**Brief**
Start at the line containing "Practice. Put a dot on the white ceiling" and transcribe every line exactly through the end of the records below, and only those lines.

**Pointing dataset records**

%%

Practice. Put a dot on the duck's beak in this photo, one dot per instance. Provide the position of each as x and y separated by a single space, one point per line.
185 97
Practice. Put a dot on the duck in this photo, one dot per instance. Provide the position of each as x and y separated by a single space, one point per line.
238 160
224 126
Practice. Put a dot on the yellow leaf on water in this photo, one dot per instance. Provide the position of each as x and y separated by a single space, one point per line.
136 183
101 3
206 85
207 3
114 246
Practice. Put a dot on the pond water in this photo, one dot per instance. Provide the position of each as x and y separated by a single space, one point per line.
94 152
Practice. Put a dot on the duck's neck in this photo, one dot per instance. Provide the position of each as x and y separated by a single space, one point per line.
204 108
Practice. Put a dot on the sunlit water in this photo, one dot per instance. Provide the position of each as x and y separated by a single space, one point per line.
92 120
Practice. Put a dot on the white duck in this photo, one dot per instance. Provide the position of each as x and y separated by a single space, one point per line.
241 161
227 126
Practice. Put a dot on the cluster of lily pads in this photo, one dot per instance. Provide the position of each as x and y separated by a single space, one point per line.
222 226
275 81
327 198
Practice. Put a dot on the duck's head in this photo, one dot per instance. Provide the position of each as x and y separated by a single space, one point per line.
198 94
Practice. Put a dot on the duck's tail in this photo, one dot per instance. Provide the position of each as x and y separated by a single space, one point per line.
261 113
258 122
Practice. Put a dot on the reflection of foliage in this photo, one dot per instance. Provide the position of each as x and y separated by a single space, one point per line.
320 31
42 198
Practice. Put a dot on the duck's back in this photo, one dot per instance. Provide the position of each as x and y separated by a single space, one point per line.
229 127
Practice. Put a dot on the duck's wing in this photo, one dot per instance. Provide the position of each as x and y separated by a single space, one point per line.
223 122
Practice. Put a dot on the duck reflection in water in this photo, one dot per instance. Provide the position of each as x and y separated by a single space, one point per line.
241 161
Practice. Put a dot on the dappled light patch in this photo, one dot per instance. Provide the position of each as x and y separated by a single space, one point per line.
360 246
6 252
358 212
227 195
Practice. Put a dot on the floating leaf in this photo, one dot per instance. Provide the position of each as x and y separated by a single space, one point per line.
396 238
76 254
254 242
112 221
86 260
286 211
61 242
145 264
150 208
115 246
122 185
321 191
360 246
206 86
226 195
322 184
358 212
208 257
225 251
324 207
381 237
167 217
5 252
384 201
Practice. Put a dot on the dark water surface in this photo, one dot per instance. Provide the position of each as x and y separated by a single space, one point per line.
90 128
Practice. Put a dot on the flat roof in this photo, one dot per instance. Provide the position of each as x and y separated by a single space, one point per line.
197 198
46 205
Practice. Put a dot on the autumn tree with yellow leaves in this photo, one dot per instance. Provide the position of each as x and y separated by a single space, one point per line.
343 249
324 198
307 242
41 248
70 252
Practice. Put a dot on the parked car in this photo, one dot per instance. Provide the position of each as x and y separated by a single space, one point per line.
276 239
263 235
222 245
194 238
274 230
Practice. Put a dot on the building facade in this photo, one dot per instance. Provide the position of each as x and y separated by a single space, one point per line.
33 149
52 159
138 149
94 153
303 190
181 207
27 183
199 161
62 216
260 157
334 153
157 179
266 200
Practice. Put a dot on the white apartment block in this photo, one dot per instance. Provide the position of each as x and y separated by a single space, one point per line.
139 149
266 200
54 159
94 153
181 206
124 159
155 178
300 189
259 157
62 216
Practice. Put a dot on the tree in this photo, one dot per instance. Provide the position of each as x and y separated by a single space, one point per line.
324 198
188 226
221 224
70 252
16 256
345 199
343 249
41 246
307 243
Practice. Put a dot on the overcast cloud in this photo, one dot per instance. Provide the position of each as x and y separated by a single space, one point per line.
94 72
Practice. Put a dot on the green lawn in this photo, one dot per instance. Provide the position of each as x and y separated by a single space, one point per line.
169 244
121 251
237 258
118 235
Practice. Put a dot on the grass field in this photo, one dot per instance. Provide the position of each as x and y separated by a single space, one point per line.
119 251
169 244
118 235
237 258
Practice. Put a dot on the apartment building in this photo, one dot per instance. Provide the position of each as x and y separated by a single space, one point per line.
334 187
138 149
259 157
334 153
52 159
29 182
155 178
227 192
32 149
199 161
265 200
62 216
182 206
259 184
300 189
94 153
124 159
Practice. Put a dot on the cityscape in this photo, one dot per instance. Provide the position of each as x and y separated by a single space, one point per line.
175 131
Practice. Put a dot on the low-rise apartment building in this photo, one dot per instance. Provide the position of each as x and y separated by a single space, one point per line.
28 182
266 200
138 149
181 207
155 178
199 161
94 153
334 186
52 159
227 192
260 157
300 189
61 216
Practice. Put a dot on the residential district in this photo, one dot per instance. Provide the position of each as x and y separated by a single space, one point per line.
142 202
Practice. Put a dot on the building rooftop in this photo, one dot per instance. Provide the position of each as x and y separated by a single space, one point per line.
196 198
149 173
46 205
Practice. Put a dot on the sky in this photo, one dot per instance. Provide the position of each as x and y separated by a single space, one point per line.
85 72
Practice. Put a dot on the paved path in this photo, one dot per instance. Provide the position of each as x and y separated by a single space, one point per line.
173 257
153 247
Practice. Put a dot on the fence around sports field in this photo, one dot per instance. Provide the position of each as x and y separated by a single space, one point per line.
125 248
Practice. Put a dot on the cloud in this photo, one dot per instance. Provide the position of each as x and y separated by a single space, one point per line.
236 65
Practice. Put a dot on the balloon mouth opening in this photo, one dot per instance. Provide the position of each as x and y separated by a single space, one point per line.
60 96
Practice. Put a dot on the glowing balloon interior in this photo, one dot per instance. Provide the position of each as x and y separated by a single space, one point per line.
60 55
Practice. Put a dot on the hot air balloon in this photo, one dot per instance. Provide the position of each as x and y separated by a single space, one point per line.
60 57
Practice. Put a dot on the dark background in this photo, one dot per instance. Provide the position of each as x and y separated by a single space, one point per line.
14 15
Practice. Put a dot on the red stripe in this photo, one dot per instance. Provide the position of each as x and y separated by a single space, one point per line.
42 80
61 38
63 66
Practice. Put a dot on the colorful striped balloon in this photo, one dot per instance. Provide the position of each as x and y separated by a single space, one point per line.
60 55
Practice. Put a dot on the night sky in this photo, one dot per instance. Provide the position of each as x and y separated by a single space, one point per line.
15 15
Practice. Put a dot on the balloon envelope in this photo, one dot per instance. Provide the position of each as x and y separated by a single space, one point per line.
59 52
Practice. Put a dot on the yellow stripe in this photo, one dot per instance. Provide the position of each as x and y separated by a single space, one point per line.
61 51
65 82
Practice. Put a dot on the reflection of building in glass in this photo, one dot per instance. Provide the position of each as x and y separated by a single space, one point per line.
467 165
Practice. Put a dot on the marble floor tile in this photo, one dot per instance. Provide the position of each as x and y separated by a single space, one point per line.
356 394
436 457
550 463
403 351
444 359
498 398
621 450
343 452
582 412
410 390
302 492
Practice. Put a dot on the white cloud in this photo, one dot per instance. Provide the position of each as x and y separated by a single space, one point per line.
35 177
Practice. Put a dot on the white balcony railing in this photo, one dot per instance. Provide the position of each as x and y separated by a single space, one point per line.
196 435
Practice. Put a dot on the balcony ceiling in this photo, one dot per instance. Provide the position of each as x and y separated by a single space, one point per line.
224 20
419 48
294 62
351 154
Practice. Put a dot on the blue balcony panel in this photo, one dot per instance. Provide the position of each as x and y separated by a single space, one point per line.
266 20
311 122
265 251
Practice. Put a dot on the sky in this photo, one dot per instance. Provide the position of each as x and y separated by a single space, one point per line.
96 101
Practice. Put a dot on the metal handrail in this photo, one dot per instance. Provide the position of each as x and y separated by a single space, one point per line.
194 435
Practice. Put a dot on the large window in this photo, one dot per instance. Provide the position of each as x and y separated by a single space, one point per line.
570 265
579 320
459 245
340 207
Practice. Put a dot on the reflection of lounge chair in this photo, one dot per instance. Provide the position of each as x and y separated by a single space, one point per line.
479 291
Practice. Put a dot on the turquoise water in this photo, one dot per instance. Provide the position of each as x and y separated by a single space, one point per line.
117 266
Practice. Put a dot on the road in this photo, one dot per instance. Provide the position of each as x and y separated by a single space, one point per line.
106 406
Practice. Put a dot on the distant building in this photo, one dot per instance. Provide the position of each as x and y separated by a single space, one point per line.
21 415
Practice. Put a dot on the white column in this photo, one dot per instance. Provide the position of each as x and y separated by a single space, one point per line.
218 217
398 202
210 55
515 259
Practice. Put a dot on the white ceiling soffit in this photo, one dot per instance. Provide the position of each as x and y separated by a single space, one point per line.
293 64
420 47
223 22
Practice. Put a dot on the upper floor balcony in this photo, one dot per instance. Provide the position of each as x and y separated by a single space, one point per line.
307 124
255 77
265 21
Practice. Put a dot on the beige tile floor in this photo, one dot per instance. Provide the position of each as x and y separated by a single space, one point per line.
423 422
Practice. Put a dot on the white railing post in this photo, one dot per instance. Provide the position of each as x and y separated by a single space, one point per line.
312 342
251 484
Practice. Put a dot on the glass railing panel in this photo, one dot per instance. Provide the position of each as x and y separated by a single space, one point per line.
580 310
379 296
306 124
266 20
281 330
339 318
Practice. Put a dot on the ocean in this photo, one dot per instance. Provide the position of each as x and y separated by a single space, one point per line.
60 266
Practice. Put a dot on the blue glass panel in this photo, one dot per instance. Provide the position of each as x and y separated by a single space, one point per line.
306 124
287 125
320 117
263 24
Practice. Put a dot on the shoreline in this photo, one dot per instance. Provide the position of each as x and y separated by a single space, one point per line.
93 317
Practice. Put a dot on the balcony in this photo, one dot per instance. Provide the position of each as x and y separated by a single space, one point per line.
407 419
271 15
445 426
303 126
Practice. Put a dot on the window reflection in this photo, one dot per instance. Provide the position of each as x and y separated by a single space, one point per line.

%%

**Finished answer**
Practice. Put a dot on the white ceiling soffit in this photo, one dot per instance. Provide the position of each as x and y separated by a single space, one point per line.
293 64
420 47
223 22
Practice. Put a dot on the upper floor balcony in this photo, one dot per instance. Provide the position of each as x and y separated by a single space, one point per line.
307 124
255 77
265 21
Practice. Put a dot on the beige tile floor in this photo, one dot per instance. Provide the position of each as x and y separated by a single space, one point per line.
423 422
Practice. Put a dot on the white railing post in this photo, one dot per instance. Provide the position of each as x and y separated by a single space, one point per line.
312 342
251 484
Practice. Put a dot on the glass railing panel in this photo, one dot per instance. Provide the position of each as x and y separated by a single space, one point per line.
580 310
379 296
306 124
266 20
281 330
339 318
Practice. Put a dot on the ocean in this photo, one dot per instance. Provide the position of each as x and y separated by a single space, one point per line.
60 266
Practice. Put a dot on the blue glass panel in this photo, one dot per instance. Provide the position of each as x and y separated by a single space, one point per line.
306 124
287 125
320 117
263 24
Practice. Put a dot on the shoreline in this photo, one dot per instance. Provide the position of each as x and y separated by a single space, one point per line.
93 317
Practice. Put a dot on the balcony in this photo, one dot per instance. Provide the position of each as x and y separated by a single space, one point per line.
407 419
271 15
445 426
303 126
Practice. Put a dot on the window reflection in this photo, one dot per instance. Provide the position of each as x and y separated by a single space, one point per line.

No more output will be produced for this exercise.